[Excerpts from a dataset]
* * *

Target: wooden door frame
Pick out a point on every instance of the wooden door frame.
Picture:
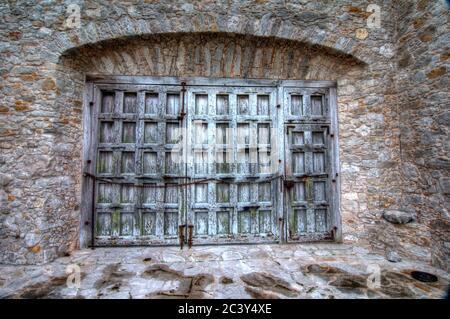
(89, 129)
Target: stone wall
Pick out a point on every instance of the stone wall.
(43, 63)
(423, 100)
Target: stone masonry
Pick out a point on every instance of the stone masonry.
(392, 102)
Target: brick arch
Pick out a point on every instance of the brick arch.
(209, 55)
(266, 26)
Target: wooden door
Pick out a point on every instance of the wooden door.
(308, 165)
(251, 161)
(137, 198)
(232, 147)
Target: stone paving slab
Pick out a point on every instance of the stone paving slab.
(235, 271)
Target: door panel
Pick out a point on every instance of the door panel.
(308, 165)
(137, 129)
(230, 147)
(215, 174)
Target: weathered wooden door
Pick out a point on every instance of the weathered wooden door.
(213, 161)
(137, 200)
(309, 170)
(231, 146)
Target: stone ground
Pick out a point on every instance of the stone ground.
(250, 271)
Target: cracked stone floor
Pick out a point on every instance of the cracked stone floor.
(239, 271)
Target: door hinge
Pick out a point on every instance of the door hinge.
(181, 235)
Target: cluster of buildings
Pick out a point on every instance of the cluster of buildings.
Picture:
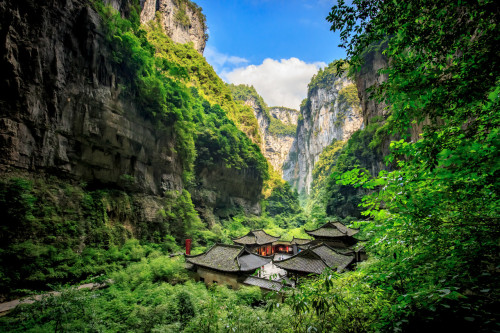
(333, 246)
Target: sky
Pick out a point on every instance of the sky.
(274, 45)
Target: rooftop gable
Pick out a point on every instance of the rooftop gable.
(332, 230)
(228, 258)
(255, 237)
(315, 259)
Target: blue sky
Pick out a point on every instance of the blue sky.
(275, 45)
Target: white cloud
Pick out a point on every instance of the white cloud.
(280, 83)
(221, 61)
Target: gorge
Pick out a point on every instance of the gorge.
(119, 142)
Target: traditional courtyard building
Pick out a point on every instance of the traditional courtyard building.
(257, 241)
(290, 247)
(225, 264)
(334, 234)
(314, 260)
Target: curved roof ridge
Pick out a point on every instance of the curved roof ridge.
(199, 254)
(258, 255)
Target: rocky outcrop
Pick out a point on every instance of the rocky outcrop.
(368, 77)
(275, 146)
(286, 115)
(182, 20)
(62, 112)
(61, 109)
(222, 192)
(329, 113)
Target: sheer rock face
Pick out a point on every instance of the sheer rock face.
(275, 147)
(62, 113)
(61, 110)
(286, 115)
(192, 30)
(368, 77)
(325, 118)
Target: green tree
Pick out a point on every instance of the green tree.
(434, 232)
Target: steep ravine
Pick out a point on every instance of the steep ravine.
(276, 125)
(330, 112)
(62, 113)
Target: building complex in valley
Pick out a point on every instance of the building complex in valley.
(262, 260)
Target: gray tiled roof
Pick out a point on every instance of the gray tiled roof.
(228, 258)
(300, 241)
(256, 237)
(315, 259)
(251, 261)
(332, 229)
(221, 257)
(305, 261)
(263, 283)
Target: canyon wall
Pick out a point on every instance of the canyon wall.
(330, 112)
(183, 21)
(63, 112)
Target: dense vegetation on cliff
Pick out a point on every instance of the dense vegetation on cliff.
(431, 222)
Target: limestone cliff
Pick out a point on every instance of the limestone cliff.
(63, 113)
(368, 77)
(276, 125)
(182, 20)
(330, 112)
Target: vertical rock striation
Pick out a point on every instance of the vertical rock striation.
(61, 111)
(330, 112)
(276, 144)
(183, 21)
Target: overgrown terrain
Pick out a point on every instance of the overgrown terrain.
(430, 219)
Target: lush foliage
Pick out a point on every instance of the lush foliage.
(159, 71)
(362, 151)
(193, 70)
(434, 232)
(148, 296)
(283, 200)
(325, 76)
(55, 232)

* * *

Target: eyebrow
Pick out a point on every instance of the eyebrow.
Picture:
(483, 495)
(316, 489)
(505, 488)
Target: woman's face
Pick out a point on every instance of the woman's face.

* * *

§ TASK STATEMENT
Would you output only the span of the records above that opens with the line containing "Target: brick arch" and closes with the line containing "Target: curved roof ridge", ends included and pictures dropped?

§ COMPLETED EXERCISE
Target: brick arch
Pick out a point on every instance of the brick arch.
(209, 55)
(266, 26)
Target: wooden door
Pick out a point on every instance of the wooden door.
(308, 165)
(251, 161)
(137, 198)
(232, 147)
Target: stone paving slab
Pick out a point on every instance of the stone paving slab.
(235, 271)
Target: door panel
Pick out a point on every instance of the door panel.
(308, 165)
(137, 129)
(230, 147)
(215, 174)
Target: weathered wooden door
Pick out a point on every instance of the weathered wooden door.
(213, 161)
(137, 200)
(309, 170)
(231, 146)
Target: stone ground
Pick out a point on every instance of the stone ground.
(250, 271)
Target: cracked stone floor
Pick out a point on every instance of the cracked stone floor.
(239, 271)
Target: door hinge
Pick out a point on every instance of the door hinge.
(181, 235)
Target: cluster of buildings
Pick out a point on every instance of the cluster of buildings.
Picture:
(333, 246)
Target: sky
Pick out a point on every instance of the sky.
(274, 45)
Target: rooftop gable
Pick out a point on every instance of the rooftop gable.
(332, 230)
(228, 258)
(255, 237)
(315, 259)
Target: blue sky
Pick out a point on every instance of the blue sky.
(275, 45)
Target: white cloud
Pick out a point on every instance of the white cloud.
(280, 83)
(221, 61)
Target: gorge
Pick out a point on every instance of the gorge.
(119, 142)
Target: traditional courtyard building
Pick out a point on every instance of the traditional courtyard building.
(257, 241)
(290, 247)
(225, 264)
(334, 234)
(314, 260)
Target: curved roof ridge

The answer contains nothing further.